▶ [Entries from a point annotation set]
######
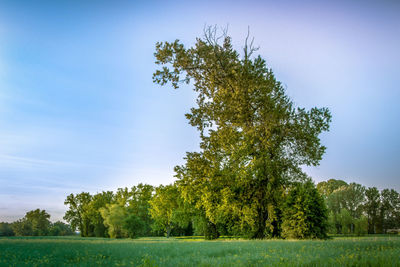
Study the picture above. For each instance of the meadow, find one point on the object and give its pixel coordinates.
(76, 251)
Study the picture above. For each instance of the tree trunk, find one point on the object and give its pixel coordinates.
(168, 231)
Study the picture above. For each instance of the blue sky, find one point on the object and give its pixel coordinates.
(79, 111)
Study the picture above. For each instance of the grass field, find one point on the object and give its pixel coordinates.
(75, 251)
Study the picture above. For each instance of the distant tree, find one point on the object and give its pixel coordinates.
(346, 222)
(98, 201)
(114, 216)
(39, 220)
(162, 206)
(60, 229)
(361, 226)
(77, 214)
(6, 229)
(371, 207)
(389, 210)
(168, 209)
(344, 201)
(304, 213)
(34, 223)
(326, 188)
(22, 227)
(253, 139)
(134, 226)
(138, 205)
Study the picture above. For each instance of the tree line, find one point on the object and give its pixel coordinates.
(335, 206)
(35, 223)
(355, 209)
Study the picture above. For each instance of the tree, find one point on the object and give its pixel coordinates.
(39, 220)
(389, 210)
(6, 229)
(114, 216)
(168, 209)
(253, 139)
(304, 213)
(138, 205)
(371, 206)
(34, 223)
(162, 206)
(98, 201)
(77, 213)
(326, 188)
(60, 229)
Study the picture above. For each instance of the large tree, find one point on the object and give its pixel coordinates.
(253, 138)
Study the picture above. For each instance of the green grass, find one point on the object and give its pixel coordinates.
(76, 251)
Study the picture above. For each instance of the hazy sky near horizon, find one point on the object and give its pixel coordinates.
(79, 111)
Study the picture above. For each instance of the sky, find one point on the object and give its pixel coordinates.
(79, 111)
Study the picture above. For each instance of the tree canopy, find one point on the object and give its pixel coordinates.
(253, 138)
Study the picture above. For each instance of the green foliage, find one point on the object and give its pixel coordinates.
(304, 213)
(326, 188)
(60, 229)
(6, 229)
(372, 208)
(253, 139)
(114, 216)
(35, 223)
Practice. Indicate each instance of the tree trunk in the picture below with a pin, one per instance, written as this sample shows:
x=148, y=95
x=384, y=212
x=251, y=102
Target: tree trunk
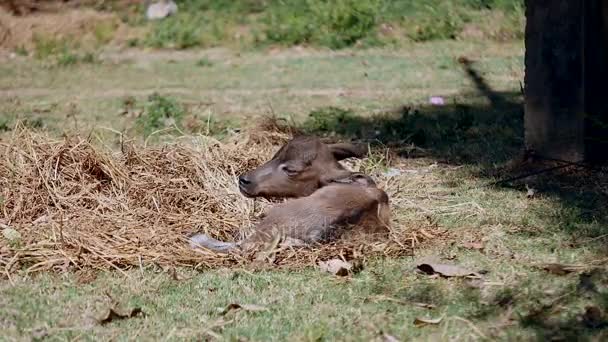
x=554, y=104
x=566, y=107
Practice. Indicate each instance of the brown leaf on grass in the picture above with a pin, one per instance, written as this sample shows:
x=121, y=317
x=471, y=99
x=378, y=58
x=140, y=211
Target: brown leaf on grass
x=113, y=315
x=446, y=270
x=593, y=317
x=530, y=192
x=389, y=338
x=245, y=307
x=426, y=321
x=473, y=245
x=560, y=269
x=336, y=267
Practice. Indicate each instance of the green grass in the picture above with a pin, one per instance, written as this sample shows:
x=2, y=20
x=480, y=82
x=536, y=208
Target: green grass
x=333, y=24
x=446, y=156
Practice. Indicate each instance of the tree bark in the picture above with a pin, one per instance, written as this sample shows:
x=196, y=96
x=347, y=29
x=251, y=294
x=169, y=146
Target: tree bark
x=554, y=83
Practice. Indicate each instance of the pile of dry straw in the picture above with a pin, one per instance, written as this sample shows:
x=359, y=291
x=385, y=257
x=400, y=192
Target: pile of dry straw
x=78, y=205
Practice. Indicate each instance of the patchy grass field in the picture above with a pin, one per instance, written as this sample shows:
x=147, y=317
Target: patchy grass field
x=445, y=157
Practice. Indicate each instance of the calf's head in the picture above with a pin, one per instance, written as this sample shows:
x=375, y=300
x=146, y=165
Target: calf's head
x=299, y=168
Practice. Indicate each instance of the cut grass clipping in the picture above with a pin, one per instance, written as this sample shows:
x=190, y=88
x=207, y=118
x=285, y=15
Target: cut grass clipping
x=70, y=204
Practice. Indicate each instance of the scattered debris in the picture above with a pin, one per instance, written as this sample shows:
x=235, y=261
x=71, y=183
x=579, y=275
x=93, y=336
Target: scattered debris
x=559, y=269
x=161, y=9
x=403, y=302
x=531, y=191
x=446, y=270
x=336, y=267
x=113, y=315
x=392, y=172
x=593, y=317
x=11, y=235
x=419, y=322
x=389, y=338
x=245, y=307
x=479, y=246
x=437, y=101
x=40, y=333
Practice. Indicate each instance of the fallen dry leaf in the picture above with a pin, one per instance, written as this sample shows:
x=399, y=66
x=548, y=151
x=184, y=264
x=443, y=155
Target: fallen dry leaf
x=473, y=245
x=593, y=317
x=389, y=338
x=446, y=270
x=559, y=269
x=531, y=192
x=113, y=315
x=336, y=267
x=246, y=307
x=425, y=321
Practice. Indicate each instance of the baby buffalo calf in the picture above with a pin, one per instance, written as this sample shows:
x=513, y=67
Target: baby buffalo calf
x=321, y=217
x=300, y=167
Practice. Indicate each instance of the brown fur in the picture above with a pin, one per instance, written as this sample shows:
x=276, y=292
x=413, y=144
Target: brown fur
x=300, y=167
x=349, y=203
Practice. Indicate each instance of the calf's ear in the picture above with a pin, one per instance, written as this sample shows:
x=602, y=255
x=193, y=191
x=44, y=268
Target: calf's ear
x=347, y=150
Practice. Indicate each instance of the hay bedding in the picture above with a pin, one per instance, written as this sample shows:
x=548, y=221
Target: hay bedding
x=77, y=205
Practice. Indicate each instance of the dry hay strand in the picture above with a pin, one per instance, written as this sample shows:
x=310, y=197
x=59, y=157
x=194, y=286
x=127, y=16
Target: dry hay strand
x=80, y=206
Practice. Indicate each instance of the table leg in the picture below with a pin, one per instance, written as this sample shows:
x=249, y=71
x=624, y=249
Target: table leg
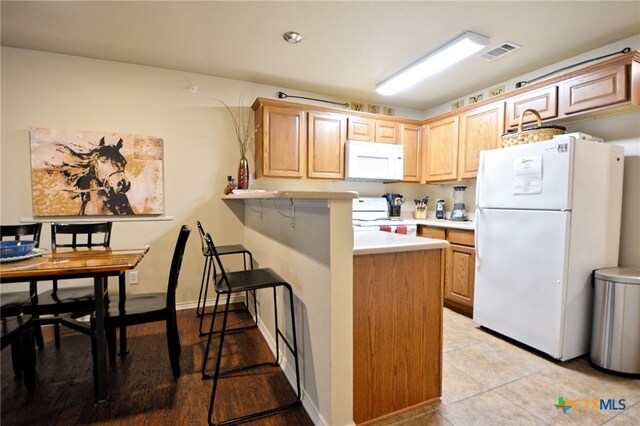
######
▶ [Set exercise] Select and copy every line of the entries above that contains the word "patchy".

▶ [Completed task]
Practice. Indicate each instance of the patchy grass field in the picture above with a pin, one per instance, written as this sample shows:
Target: patchy grass field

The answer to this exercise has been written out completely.